Find average `open` price, using all the stocks, for each of the following -

- for each year. Ex - for 2017, 2018, etc.

![](Images/shot_1.png)

- for every month of each year. Ex - for January 2017, February 2017, etc.

![](Images/shot_2.png)

- for every week of each year. Ex - for Week 1 2017, Week 2 2017, etc.

![](Images/shot_3.png)

***Hint - Use a single pipeline to answer the above query.***


In [15]:
result = db.stock.aggregate(
    
    # Pipeline
    [
        # Stage 1 - Project year and month
        {
            '$project':{
                            'Year':{'$year':'$date'},
                            'Month':{'$month':'$date'},
                            'Week' :{'$week':'$date'},
                            'stock':1,
                            'open':1
                        }
        },
        
        # Stage 2 - Sub-pipelines
        {
            '$facet':{
                        # Sub-pipeline 1 - Aggregate along year
                        'Yearly_avg_open':[
                                                # Stage 1 - Group
                                                {
                                                    '$group':{
                                                                '_id':'$Year',
                                                                'avg_open_price':{'$avg':'$open'}
                                                            }
                                                },
                                                # Stage 2 - Sort
                                                {
                                                    '$sort':{'_id':1}
                                                }
                                         ],
                
                        # Sub-pipeline 2 - Aggregate along month
                        'Monthly_avg_price':[
                                                # Stage 1 - Group
                                                {
                                                    '$group':{
                                                                '_id':{
                                                                         'Year':'$Year',
                                                                          'Month':'$Month'
                                                                      },
                                                                'avg_open_price':{'$avg':'$open'}
                                                            }
                                                },
                                                # Stage 2 - Sort
                                                {
                                                    '$sort':{'_id':1}
                                                }
                                         ] ,
                        # Sub-pipeline 3 - Aggregate along week
                        'weekly_avg_open':[
                                                # Stage 1 - Group
                                                {
                                                    '$group':{
                                                                '_id':{
                                                                         'Year':'$Year',
                                                                          #'Month':'$Month',
                                                                          'Week':'$Week'
                                                                      },
                                                                'avg_open_price':{'$avg':'$open'}
                                                            }
                                                },
                                                # Stage 2 - Sort
                                                {
                                                    '$sort':{'_id':1}
                                                }
                                         ] 

                        }
            }
    ])

Recorded information =>
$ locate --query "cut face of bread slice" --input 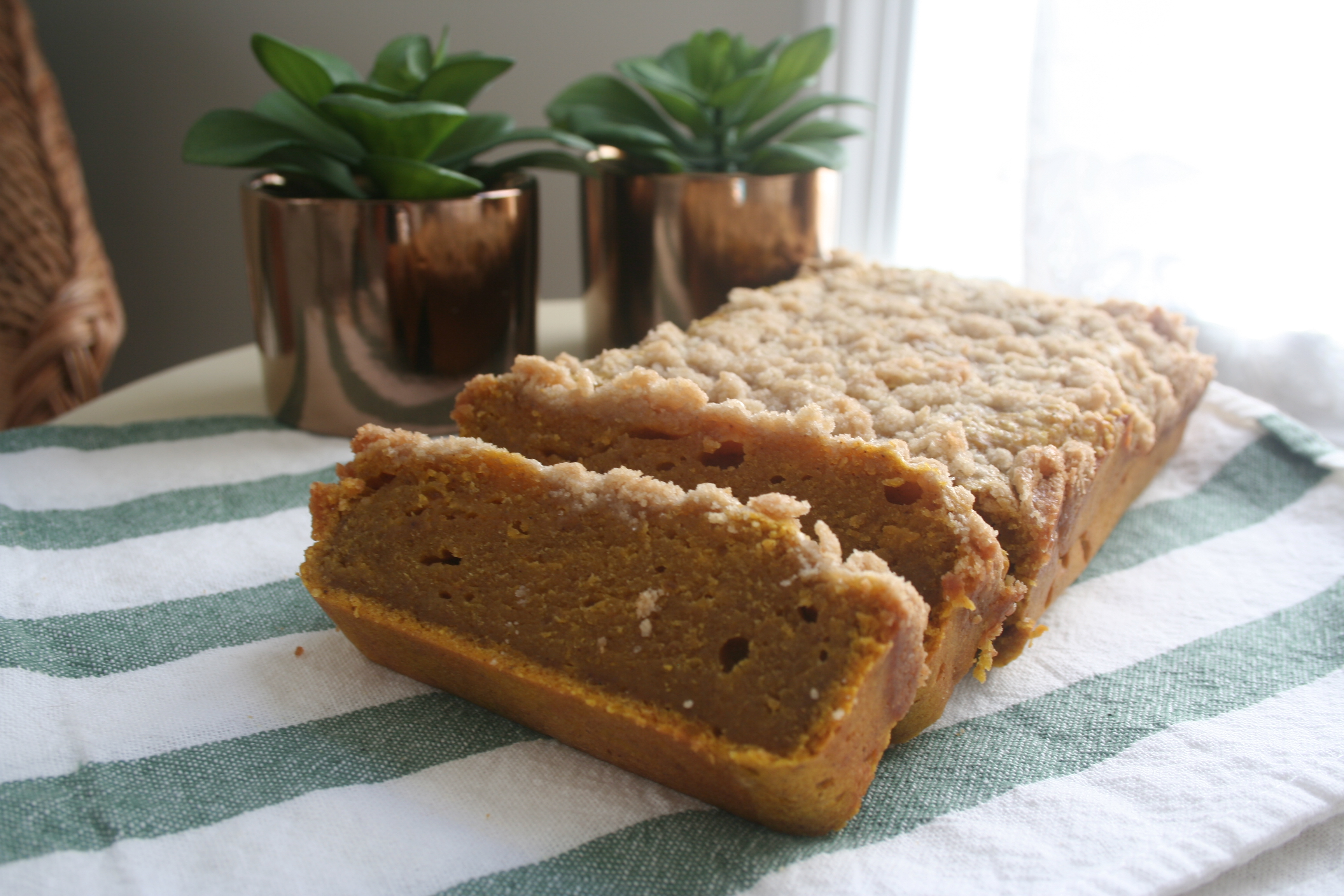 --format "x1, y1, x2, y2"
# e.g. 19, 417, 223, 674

Required task =>
In the MongoDB aggregation excerpt, which stage operator holds the three sub-pipelines that compute the yearly, monthly, and weekly averages?

Correct output =>
The `$facet` operator.